*** Given data ***
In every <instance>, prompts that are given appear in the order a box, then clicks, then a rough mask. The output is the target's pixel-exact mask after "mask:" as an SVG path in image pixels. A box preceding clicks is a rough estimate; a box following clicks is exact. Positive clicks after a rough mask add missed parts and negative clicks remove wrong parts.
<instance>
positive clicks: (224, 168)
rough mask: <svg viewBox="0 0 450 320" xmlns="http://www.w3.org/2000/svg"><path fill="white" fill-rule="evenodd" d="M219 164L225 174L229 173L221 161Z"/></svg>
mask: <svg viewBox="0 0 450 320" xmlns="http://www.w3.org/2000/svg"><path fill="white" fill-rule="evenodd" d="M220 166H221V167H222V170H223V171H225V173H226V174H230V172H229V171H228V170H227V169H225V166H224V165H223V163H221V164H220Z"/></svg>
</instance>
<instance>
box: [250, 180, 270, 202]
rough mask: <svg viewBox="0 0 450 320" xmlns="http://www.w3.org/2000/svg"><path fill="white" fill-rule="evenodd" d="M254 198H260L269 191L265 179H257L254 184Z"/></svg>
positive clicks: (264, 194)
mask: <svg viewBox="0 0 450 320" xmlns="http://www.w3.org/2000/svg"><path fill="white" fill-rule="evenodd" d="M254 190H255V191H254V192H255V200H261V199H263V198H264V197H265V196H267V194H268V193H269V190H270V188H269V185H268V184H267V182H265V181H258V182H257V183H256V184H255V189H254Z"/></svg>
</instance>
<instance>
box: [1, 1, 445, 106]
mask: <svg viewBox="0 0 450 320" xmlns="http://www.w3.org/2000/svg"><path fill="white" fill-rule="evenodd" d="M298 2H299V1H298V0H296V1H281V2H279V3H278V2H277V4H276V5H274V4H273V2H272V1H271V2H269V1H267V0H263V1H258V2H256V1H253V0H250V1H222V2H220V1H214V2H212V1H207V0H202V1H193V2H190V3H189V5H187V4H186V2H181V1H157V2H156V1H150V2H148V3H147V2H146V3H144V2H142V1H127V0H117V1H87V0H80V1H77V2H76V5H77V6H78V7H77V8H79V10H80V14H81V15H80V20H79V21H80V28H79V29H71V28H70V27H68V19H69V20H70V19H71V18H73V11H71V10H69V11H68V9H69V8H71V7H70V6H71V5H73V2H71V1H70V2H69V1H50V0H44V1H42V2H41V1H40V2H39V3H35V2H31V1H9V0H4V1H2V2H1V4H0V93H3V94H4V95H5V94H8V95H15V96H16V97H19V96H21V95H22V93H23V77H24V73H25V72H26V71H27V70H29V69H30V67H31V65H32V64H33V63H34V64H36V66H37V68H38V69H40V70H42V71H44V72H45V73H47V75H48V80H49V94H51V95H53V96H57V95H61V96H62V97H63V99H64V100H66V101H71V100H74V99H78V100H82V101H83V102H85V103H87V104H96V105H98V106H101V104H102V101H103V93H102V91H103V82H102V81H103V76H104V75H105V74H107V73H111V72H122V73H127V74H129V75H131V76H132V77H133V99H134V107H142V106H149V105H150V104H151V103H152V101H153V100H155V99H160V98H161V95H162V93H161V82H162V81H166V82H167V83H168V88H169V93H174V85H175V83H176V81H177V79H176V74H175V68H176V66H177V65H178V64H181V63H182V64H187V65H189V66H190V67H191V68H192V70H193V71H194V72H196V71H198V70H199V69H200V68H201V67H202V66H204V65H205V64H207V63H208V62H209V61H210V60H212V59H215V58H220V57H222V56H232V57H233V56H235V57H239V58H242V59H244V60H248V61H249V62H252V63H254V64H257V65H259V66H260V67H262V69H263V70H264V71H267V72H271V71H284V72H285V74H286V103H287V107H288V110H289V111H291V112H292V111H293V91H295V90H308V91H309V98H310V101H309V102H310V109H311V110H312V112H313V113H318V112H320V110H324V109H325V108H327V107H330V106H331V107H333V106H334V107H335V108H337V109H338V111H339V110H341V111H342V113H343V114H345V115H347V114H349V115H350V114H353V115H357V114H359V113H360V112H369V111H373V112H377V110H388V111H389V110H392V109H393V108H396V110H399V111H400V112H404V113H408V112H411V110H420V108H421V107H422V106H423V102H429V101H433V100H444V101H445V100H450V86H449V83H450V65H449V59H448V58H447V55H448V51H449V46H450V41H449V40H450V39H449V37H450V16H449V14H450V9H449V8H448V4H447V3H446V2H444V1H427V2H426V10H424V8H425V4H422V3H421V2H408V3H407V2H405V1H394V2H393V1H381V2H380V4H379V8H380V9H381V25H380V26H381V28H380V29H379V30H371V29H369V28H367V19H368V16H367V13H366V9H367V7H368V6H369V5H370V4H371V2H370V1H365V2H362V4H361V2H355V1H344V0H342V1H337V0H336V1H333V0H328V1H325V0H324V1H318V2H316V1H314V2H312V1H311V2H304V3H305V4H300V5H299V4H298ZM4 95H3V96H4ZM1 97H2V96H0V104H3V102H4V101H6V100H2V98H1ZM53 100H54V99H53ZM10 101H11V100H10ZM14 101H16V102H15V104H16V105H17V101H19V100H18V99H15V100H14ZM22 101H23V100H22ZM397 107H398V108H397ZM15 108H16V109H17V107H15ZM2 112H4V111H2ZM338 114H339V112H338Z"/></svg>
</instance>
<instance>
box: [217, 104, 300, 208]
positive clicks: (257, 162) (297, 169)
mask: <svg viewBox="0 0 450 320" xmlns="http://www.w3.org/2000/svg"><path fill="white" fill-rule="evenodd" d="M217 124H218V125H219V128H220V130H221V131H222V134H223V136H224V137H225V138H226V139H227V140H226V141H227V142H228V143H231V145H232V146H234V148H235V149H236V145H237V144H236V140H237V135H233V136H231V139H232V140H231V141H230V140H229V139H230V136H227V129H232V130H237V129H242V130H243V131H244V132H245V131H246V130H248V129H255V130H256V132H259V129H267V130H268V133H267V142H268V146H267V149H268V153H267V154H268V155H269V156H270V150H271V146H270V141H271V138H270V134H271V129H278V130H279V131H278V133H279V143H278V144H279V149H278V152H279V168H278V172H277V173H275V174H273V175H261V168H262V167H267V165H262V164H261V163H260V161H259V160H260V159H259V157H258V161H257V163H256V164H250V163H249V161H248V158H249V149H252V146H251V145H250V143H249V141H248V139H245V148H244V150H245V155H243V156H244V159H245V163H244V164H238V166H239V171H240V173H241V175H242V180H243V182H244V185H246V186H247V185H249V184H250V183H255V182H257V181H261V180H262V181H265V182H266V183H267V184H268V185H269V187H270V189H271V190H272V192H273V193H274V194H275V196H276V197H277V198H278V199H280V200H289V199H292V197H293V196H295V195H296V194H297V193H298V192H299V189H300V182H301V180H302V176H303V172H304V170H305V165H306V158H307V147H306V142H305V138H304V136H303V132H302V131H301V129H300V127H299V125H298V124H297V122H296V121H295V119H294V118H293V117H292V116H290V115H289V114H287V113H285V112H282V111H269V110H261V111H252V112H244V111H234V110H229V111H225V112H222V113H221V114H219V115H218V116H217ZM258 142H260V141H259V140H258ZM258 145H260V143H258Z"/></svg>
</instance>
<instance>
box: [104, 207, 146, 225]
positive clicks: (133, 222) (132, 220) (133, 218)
*** End of Given data ***
Going line by line, set down the data above exactly as given.

Written reply:
In every <instance>, prompts that are given appear in the order a box, then clicks, then a rough mask. The output is the target's pixel-exact mask after "mask:" as an SVG path in image pixels. A box preceding clicks is a rough estimate; a box following clicks is exact. Positive clicks after a rough mask add missed parts and negative clicks remove wrong parts.
<instance>
positive clicks: (224, 168)
rough mask: <svg viewBox="0 0 450 320" xmlns="http://www.w3.org/2000/svg"><path fill="white" fill-rule="evenodd" d="M219 164L225 174L229 173L221 161Z"/></svg>
mask: <svg viewBox="0 0 450 320" xmlns="http://www.w3.org/2000/svg"><path fill="white" fill-rule="evenodd" d="M220 166H221V167H222V170H223V171H225V173H226V174H230V172H229V171H228V170H227V169H225V166H224V165H223V163H221V164H220Z"/></svg>
</instance>
<instance>
box: [250, 180, 270, 202]
rough mask: <svg viewBox="0 0 450 320" xmlns="http://www.w3.org/2000/svg"><path fill="white" fill-rule="evenodd" d="M254 198H260L269 191L265 179H257L254 184Z"/></svg>
positive clicks: (264, 194)
mask: <svg viewBox="0 0 450 320" xmlns="http://www.w3.org/2000/svg"><path fill="white" fill-rule="evenodd" d="M254 190H255V191H254V192H255V200H261V199H263V198H264V197H265V196H267V194H268V193H269V190H270V188H269V185H268V184H267V182H265V181H258V182H257V183H256V184H255V189H254Z"/></svg>
</instance>
<instance>
box: [1, 1, 445, 106]
mask: <svg viewBox="0 0 450 320" xmlns="http://www.w3.org/2000/svg"><path fill="white" fill-rule="evenodd" d="M298 2H299V1H298V0H296V1H281V2H279V3H278V2H277V4H276V5H274V4H273V2H272V1H271V2H269V1H267V0H263V1H258V2H256V1H253V0H250V1H222V2H220V1H214V2H212V1H207V0H202V1H193V2H190V3H189V5H187V4H186V2H181V1H157V2H156V1H150V2H148V3H147V2H146V3H144V2H142V1H127V0H117V1H87V0H80V1H77V2H76V5H77V6H78V7H77V8H79V10H80V14H81V15H80V20H79V21H80V28H79V29H71V28H70V27H68V19H69V20H70V19H71V18H73V11H71V10H69V11H68V9H69V8H71V7H70V6H71V5H73V2H71V1H70V2H69V1H50V0H44V1H42V2H41V1H40V2H39V3H35V2H31V1H9V0H4V1H2V2H1V4H0V93H3V94H4V95H5V94H8V95H15V96H16V97H19V96H21V95H22V93H23V77H24V73H25V72H26V71H27V70H29V69H30V67H31V65H32V64H33V63H34V64H36V66H37V68H38V69H40V70H42V71H44V72H45V73H47V75H48V80H49V94H51V95H53V96H57V95H61V96H62V97H63V99H64V100H66V101H71V100H74V99H78V100H82V101H83V102H85V103H87V104H96V105H98V106H101V104H102V101H103V93H102V91H103V82H102V81H103V76H104V75H105V74H107V73H111V72H122V73H127V74H129V75H131V76H132V77H133V99H134V107H142V106H149V105H150V104H151V103H152V101H153V100H155V99H160V98H161V95H162V93H161V82H162V81H166V82H167V83H168V88H169V93H174V85H175V83H176V81H177V79H176V74H175V68H176V66H177V65H178V64H181V63H182V64H187V65H189V66H190V67H191V68H192V70H193V71H194V72H196V71H198V70H199V69H200V68H201V67H202V66H204V65H205V64H207V63H208V62H209V61H210V60H212V59H215V58H220V57H222V56H232V57H233V56H235V57H239V58H242V59H244V60H248V61H249V62H252V63H254V64H257V65H259V66H260V67H262V69H263V70H264V71H267V72H271V71H284V72H285V74H286V103H287V107H288V110H289V111H291V112H292V111H293V91H295V90H308V91H309V98H310V101H309V102H310V109H311V110H312V112H313V113H318V112H320V110H324V109H325V108H327V107H330V106H331V107H333V106H334V107H335V108H337V109H338V111H339V110H341V111H342V113H343V114H345V115H347V114H349V115H350V114H353V115H357V114H359V113H360V112H369V111H373V112H377V110H388V111H389V110H392V109H393V108H396V110H399V111H400V112H404V113H408V112H411V110H420V108H421V107H422V106H423V102H429V101H433V100H444V101H445V100H450V86H449V83H450V65H449V59H448V58H447V55H448V51H449V46H450V41H449V40H450V39H449V37H450V16H449V14H450V9H449V8H448V4H447V3H446V2H444V1H427V2H426V10H424V8H425V4H422V3H421V2H408V3H407V2H405V1H394V2H393V1H381V2H380V4H379V8H380V9H381V25H380V26H381V28H380V29H379V30H371V29H369V28H367V19H368V16H367V13H366V9H367V7H368V6H369V5H370V4H371V2H370V1H365V2H362V4H361V2H355V1H344V0H342V1H337V0H336V1H333V0H328V1H325V0H324V1H318V2H316V1H314V2H312V1H311V2H304V3H305V4H300V5H299V4H298ZM4 95H3V96H4ZM1 97H2V96H0V104H3V102H4V101H6V100H2V98H1ZM53 100H54V99H53ZM10 101H11V100H10ZM14 101H16V102H15V104H16V105H17V101H19V100H18V99H15V100H14ZM22 101H23V100H22ZM397 107H398V108H397ZM15 108H16V109H17V107H15ZM2 112H4V111H2ZM338 114H339V112H338Z"/></svg>
</instance>
<instance>
box: [217, 104, 300, 208]
positive clicks: (257, 162) (297, 169)
mask: <svg viewBox="0 0 450 320" xmlns="http://www.w3.org/2000/svg"><path fill="white" fill-rule="evenodd" d="M217 124H218V125H219V128H220V130H221V131H222V134H223V136H224V137H225V138H226V139H227V140H226V141H227V142H228V143H231V145H232V146H234V148H235V149H236V145H237V144H236V140H237V135H233V136H231V139H232V140H231V141H230V140H229V139H230V136H227V129H232V130H237V129H242V130H243V131H244V132H245V131H246V130H248V129H255V130H256V132H259V129H267V130H268V133H267V142H268V146H267V149H268V153H267V154H268V155H269V156H270V150H271V146H270V141H271V138H270V134H271V129H278V130H279V131H278V133H279V143H278V144H279V149H278V152H279V168H278V172H277V173H275V174H273V175H261V168H262V167H267V165H262V164H261V163H260V161H259V160H260V159H259V157H258V161H257V163H256V164H250V163H249V161H248V158H249V149H252V146H251V145H250V143H249V141H248V139H245V148H244V150H245V155H243V156H244V159H245V163H244V164H238V166H239V171H240V173H241V175H242V180H243V182H244V185H246V186H247V185H249V184H250V183H255V182H257V181H261V180H262V181H265V182H266V183H267V184H268V185H269V187H270V189H271V190H272V192H273V193H274V194H275V196H276V197H277V198H278V199H280V200H289V199H292V197H293V196H295V195H296V194H297V193H298V192H299V189H300V182H301V180H302V176H303V172H304V170H305V165H306V158H307V147H306V142H305V138H304V136H303V132H302V131H301V129H300V127H299V125H298V124H297V122H296V121H295V119H294V118H293V117H292V116H290V115H289V114H287V113H285V112H282V111H269V110H261V111H252V112H244V111H234V110H229V111H225V112H222V113H221V114H219V115H218V116H217ZM258 142H260V141H259V140H258ZM258 145H260V143H258Z"/></svg>
</instance>
<instance>
box: [104, 207, 146, 225]
positive clicks: (133, 222) (132, 220) (133, 218)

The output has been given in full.